Render every line of the items below as a Markdown table with the columns "Row" and "Line". Number the rows in order and omit blank lines.

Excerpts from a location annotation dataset
========================================================================

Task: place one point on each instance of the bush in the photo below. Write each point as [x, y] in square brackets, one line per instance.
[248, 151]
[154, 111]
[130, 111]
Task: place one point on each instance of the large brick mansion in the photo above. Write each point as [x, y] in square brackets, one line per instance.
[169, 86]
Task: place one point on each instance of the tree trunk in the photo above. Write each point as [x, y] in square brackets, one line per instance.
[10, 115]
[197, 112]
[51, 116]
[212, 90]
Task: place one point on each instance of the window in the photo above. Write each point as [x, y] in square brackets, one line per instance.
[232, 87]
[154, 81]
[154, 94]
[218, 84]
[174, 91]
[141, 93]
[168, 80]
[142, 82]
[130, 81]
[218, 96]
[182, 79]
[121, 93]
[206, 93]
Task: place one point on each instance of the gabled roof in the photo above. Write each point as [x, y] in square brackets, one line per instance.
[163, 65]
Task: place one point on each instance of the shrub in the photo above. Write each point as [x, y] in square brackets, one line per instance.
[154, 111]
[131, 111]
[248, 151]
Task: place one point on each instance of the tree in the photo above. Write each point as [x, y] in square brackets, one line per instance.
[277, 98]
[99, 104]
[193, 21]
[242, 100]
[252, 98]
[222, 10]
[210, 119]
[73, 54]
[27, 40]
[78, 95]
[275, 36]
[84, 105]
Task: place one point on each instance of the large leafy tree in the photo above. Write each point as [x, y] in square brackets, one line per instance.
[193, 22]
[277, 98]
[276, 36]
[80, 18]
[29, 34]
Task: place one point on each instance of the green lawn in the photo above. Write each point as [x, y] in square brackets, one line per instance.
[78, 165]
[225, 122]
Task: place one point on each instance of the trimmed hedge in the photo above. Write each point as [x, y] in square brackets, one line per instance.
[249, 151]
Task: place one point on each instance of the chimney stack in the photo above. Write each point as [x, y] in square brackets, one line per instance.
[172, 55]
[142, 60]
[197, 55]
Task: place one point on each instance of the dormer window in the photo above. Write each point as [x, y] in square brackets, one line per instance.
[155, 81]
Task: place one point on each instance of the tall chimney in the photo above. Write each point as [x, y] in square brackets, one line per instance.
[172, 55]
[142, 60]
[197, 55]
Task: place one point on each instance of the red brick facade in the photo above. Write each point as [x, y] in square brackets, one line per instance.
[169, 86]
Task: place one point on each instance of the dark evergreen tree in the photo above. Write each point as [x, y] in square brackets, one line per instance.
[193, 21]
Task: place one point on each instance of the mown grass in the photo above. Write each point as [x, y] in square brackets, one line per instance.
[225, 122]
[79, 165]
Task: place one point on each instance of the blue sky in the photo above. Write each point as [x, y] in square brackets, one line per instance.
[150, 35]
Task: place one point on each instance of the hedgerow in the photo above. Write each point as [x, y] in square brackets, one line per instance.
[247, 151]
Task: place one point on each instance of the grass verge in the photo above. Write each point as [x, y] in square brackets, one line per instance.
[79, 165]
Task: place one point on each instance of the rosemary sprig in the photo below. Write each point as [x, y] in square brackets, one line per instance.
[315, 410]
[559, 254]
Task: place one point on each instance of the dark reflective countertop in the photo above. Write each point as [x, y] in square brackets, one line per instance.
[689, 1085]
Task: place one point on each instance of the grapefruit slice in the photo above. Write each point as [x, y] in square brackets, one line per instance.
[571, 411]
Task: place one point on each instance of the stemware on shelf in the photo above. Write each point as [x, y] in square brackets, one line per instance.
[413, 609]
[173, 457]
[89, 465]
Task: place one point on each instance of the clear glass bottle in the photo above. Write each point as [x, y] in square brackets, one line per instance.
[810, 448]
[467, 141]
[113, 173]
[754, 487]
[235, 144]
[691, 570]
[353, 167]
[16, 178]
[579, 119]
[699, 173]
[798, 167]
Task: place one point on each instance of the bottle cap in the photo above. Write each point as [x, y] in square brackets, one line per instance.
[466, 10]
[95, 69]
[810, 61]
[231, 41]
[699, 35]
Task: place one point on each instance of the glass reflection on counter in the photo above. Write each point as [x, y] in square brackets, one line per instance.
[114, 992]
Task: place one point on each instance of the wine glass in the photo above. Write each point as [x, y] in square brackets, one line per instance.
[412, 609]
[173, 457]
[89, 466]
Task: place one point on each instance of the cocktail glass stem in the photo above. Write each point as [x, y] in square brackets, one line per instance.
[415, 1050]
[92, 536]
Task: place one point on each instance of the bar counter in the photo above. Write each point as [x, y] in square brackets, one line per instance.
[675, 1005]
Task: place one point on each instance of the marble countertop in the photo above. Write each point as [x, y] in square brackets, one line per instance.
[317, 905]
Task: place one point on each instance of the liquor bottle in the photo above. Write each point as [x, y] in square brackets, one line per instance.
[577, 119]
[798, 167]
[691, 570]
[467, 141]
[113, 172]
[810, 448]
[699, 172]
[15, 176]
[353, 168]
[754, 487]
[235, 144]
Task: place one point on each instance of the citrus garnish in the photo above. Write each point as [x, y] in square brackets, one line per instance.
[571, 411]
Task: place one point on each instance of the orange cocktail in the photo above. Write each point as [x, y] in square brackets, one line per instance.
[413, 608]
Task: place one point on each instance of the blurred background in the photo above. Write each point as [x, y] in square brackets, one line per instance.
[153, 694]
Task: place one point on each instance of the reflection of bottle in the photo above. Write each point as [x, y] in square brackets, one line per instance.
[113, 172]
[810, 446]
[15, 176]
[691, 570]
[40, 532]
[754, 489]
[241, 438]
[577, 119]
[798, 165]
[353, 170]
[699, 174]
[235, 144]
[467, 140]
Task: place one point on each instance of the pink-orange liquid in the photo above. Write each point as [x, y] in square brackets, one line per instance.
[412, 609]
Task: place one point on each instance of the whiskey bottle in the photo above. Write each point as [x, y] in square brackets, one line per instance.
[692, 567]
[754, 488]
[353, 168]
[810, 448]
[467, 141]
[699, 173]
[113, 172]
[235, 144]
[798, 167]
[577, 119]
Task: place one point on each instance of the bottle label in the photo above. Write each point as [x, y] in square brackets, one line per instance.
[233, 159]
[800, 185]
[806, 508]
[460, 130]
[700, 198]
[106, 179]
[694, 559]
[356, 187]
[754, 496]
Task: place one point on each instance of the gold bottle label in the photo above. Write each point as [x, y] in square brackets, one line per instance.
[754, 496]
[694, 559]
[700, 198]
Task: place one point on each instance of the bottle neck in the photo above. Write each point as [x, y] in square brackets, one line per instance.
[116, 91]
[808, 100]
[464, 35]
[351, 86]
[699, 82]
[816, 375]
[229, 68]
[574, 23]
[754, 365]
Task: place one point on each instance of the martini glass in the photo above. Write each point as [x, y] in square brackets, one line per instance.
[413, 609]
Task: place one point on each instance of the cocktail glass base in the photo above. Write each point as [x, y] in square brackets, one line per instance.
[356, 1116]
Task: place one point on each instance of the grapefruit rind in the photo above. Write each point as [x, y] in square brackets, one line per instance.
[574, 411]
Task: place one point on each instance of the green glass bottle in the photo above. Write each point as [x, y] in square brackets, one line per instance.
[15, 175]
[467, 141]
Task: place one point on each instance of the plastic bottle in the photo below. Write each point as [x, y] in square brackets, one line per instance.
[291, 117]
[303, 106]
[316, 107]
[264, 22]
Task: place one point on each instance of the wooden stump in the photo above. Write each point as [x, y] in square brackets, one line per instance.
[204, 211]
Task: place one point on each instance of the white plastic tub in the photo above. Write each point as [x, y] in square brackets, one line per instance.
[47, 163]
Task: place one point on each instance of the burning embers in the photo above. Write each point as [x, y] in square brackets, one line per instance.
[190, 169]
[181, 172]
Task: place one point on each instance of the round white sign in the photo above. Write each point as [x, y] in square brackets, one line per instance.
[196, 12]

========================================================================

(Correct output)
| Row | Line |
|---|---|
| 1 | Task: place one point on each instance of the bush in the photo below. Write each point as [x, y] in square brackets, one line per instance. |
| 2 | [248, 151] |
| 3 | [154, 111] |
| 4 | [130, 111] |
| 5 | Task: place one point on each instance of the large brick mansion in the photo above. Write each point as [x, y] in square brackets, one line per instance. |
| 6 | [169, 86] |
| 7 | Task: place one point on each instance of the tree trunk in the photo above. Write each point as [x, y] in square brackets, one line per instance. |
| 8 | [10, 115] |
| 9 | [197, 112] |
| 10 | [51, 116] |
| 11 | [212, 90] |
| 12 | Task: place one point on each instance of the window in the photo above. Write each point as [x, y] in square brackets, one line per instance. |
| 13 | [232, 87] |
| 14 | [154, 81] |
| 15 | [154, 94] |
| 16 | [218, 84] |
| 17 | [174, 91] |
| 18 | [141, 93] |
| 19 | [168, 80] |
| 20 | [142, 82] |
| 21 | [130, 81] |
| 22 | [218, 96] |
| 23 | [182, 79] |
| 24 | [121, 93] |
| 25 | [206, 93] |
| 26 | Task: place one point on each instance of the gabled roof in the photo above. Write each point as [x, y] in square brackets, one line per instance. |
| 27 | [163, 65] |
| 28 | Task: place one point on each instance of the shrub in the photo above. Write each point as [x, y] in square brackets, one line per instance. |
| 29 | [154, 111] |
| 30 | [131, 111] |
| 31 | [248, 151] |
| 32 | Task: place one point on each instance of the tree in the photo above. Write each point as [x, y] in square brackets, one line per instance. |
| 33 | [277, 98] |
| 34 | [99, 104] |
| 35 | [193, 21] |
| 36 | [242, 100] |
| 37 | [252, 98] |
| 38 | [222, 10] |
| 39 | [210, 119] |
| 40 | [73, 54] |
| 41 | [27, 40] |
| 42 | [78, 95] |
| 43 | [275, 36] |
| 44 | [84, 105] |
| 45 | Task: place one point on each instance of the large leafy tree in the photo above. Write each point as [x, y] in square brackets, one line per instance. |
| 46 | [193, 22] |
| 47 | [277, 98] |
| 48 | [276, 36] |
| 49 | [80, 18] |
| 50 | [29, 34] |
| 51 | Task: place one point on each instance of the green lawn in the photo above. Write each point as [x, y] in square brackets, one line per instance. |
| 52 | [78, 165] |
| 53 | [225, 122] |
| 54 | Task: place one point on each instance of the trimmed hedge in the photo above. Write each point as [x, y] in square brackets, one line per instance. |
| 55 | [249, 151] |
| 56 | Task: place one point on each instance of the chimney stack in the photo above. Write each point as [x, y] in square brackets, one line per instance. |
| 57 | [172, 55] |
| 58 | [142, 60] |
| 59 | [197, 55] |
| 60 | Task: place one point on each instance of the dormer window in the photo above. Write each point as [x, y] in square brackets, one line per instance. |
| 61 | [155, 81] |
| 62 | Task: place one point on each instance of the tall chimney in the photo above. Write each point as [x, y] in square brackets, one line per instance. |
| 63 | [172, 55] |
| 64 | [142, 60] |
| 65 | [197, 55] |
| 66 | Task: place one point on each instance of the red brick facade in the photo above. Write each point as [x, y] in square brackets, one line per instance. |
| 67 | [169, 86] |
| 68 | Task: place one point on each instance of the dark evergreen tree in the photo above. Write each point as [x, y] in square brackets, one line per instance. |
| 69 | [193, 21] |
| 70 | Task: place one point on each instance of the mown grass in the photo above. Write each point as [x, y] in square brackets, one line per instance. |
| 71 | [225, 122] |
| 72 | [79, 165] |
| 73 | Task: place one point on each instance of the blue sky in the photo above. Write each point as [x, y] in square brackets, one line per instance. |
| 74 | [150, 35] |
| 75 | Task: place one point on each instance of the hedgerow in the photo above. Write each point as [x, y] in square brackets, one line per instance. |
| 76 | [247, 151] |
| 77 | Task: place one point on each instance of the grass verge in the photo above. Write each point as [x, y] in square brackets, one line per instance. |
| 78 | [79, 165] |
| 79 | Task: place one point on each instance of the rosemary sprig in the photo below. Write each point as [x, y] in square brackets, one line per instance. |
| 80 | [315, 410] |
| 81 | [559, 254] |
| 82 | Task: place one point on each instance of the dark reflective countertop in the photo above. Write each point as [x, y] in square brackets, one line per instance. |
| 83 | [689, 1085] |
| 84 | Task: place one point on each instance of the grapefruit slice in the photo above. Write each point as [x, y] in square brackets, one line per instance. |
| 85 | [571, 411] |
| 86 | Task: place one point on each instance of the stemware on shelf in the photo above. Write each point as [x, y] in square brackets, one line per instance. |
| 87 | [413, 609] |
| 88 | [173, 457] |
| 89 | [89, 465] |
| 90 | Task: place one point on each instance of the clear glass bottle in the photo above. Write each point as [x, y] in square brackets, one line per instance. |
| 91 | [810, 448] |
| 92 | [467, 141] |
| 93 | [113, 173] |
| 94 | [754, 487] |
| 95 | [235, 144] |
| 96 | [691, 570] |
| 97 | [353, 167] |
| 98 | [16, 178] |
| 99 | [579, 119] |
| 100 | [699, 173] |
| 101 | [798, 167] |
| 102 | Task: place one point on each instance of the bottle cap in the photo above. Write each point as [x, y] in square brackets, one line per instance. |
| 103 | [466, 10] |
| 104 | [95, 69] |
| 105 | [810, 61] |
| 106 | [231, 41] |
| 107 | [699, 35] |
| 108 | Task: place one point on each instance of the glass reflection on counter in the photo above. Write each point as [x, y] in square brackets, one line per instance. |
| 109 | [114, 992] |
| 110 | Task: place one point on each instance of the wine glass in the photo above. Write each point as [x, y] in square brackets, one line per instance. |
| 111 | [412, 609] |
| 112 | [173, 457] |
| 113 | [89, 466] |
| 114 | Task: place one point on each instance of the cocktail glass stem in the photo above. Write each point as [x, y] in square brackets, one line per instance. |
| 115 | [415, 1050] |
| 116 | [92, 536] |
| 117 | Task: place one point on each instance of the bar counter in the photo above. Write each point as [x, y] in square brackets, one line per instance. |
| 118 | [675, 1005] |
| 119 | Task: place one point on each instance of the marble countertop in the photo above. Write each point as [x, y] in square brackets, one line per instance. |
| 120 | [317, 905] |
| 121 | Task: place one point on each instance of the liquor bottle in the photo above. Write each point as [x, y] in square brackets, one line per instance. |
| 122 | [577, 119] |
| 123 | [798, 167] |
| 124 | [691, 570] |
| 125 | [467, 141] |
| 126 | [113, 172] |
| 127 | [810, 448] |
| 128 | [699, 172] |
| 129 | [15, 176] |
| 130 | [353, 168] |
| 131 | [754, 487] |
| 132 | [235, 144] |
| 133 | Task: place one point on each instance of the citrus garnish in the photo above. Write each point as [x, y] in square brackets, one line per instance. |
| 134 | [571, 411] |
| 135 | Task: place one point on each instance of the orange cocktail in the photo above. Write each point as [x, y] in square brackets, one line per instance. |
| 136 | [413, 608] |
| 137 | Task: place one point on each instance of the blurred background in the photo above. Write each point as [x, y] in square brackets, one line per instance. |
| 138 | [153, 694] |
| 139 | Task: place one point on each instance of the reflection of bottle in the photo above. Write each point as [x, y] in square brackets, one line per instance. |
| 140 | [113, 172] |
| 141 | [810, 446] |
| 142 | [15, 176] |
| 143 | [691, 570] |
| 144 | [40, 532] |
| 145 | [754, 489] |
| 146 | [241, 438] |
| 147 | [577, 119] |
| 148 | [798, 165] |
| 149 | [353, 170] |
| 150 | [699, 174] |
| 151 | [235, 144] |
| 152 | [467, 140] |
| 153 | Task: place one point on each instance of the pink-orange liquid in the photo above. Write each point as [x, y] in square brackets, one line per instance. |
| 154 | [412, 609] |
| 155 | Task: place one point on each instance of the whiskey bottle in the photo above. Write each point as [x, y] in square brackets, one line per instance. |
| 156 | [692, 567] |
| 157 | [754, 488] |
| 158 | [353, 168] |
| 159 | [810, 448] |
| 160 | [467, 141] |
| 161 | [699, 173] |
| 162 | [113, 172] |
| 163 | [235, 144] |
| 164 | [798, 167] |
| 165 | [577, 119] |
| 166 | Task: place one point on each instance of the bottle label in the photo above. Write each point as [x, y] in square brackets, one line per instance. |
| 167 | [233, 159] |
| 168 | [800, 185] |
| 169 | [806, 508] |
| 170 | [460, 130] |
| 171 | [700, 198] |
| 172 | [106, 179] |
| 173 | [694, 559] |
| 174 | [356, 187] |
| 175 | [754, 496] |
| 176 | Task: place one point on each instance of the gold bottle label in the photo above. Write each point as [x, y] in square brackets, one line per instance. |
| 177 | [754, 496] |
| 178 | [694, 559] |
| 179 | [700, 198] |
| 180 | Task: place one point on each instance of the bottle neck in the photo above. Write each point as [x, y] in square brackets, one line per instance. |
| 181 | [116, 91] |
| 182 | [808, 100] |
| 183 | [464, 35] |
| 184 | [351, 86] |
| 185 | [699, 82] |
| 186 | [816, 375] |
| 187 | [229, 68] |
| 188 | [574, 23] |
| 189 | [754, 365] |
| 190 | Task: place one point on each instance of the martini glass in the photo above. Write each point as [x, y] in square brackets, one line per instance. |
| 191 | [413, 609] |
| 192 | Task: place one point on each instance of the cocktail glass base in the photo above. Write each point as [x, y] in square brackets, one line per instance. |
| 193 | [356, 1116] |
| 194 | Task: place one point on each instance of the grapefruit rind in the photo above. Write each point as [x, y] in square brackets, one line per instance. |
| 195 | [574, 411] |
| 196 | Task: place one point on each instance of the green glass bottle in the photo above. Write each point as [x, y] in square brackets, one line per instance. |
| 197 | [15, 175] |
| 198 | [467, 141] |
| 199 | Task: place one point on each instance of the plastic bottle in the photo below. Write each point as [x, y] in square brackets, one line per instance. |
| 200 | [291, 117] |
| 201 | [303, 106] |
| 202 | [316, 107] |
| 203 | [264, 22] |
| 204 | Task: place one point on each instance of the wooden stump in the photo above. Write each point as [x, y] in square brackets, one line per instance. |
| 205 | [204, 211] |
| 206 | Task: place one point on each instance of the white plastic tub in the photo above. Write each point as [x, y] in square brackets, one line per instance. |
| 207 | [47, 163] |
| 208 | Task: place one point on each instance of the burning embers in the photo above. Write each point as [x, y] in square brackets, one line per instance. |
| 209 | [190, 169] |
| 210 | [181, 172] |
| 211 | Task: place one point on each instance of the round white sign in the photo above. Write each point as [x, y] in square brackets, one line per instance. |
| 212 | [196, 12] |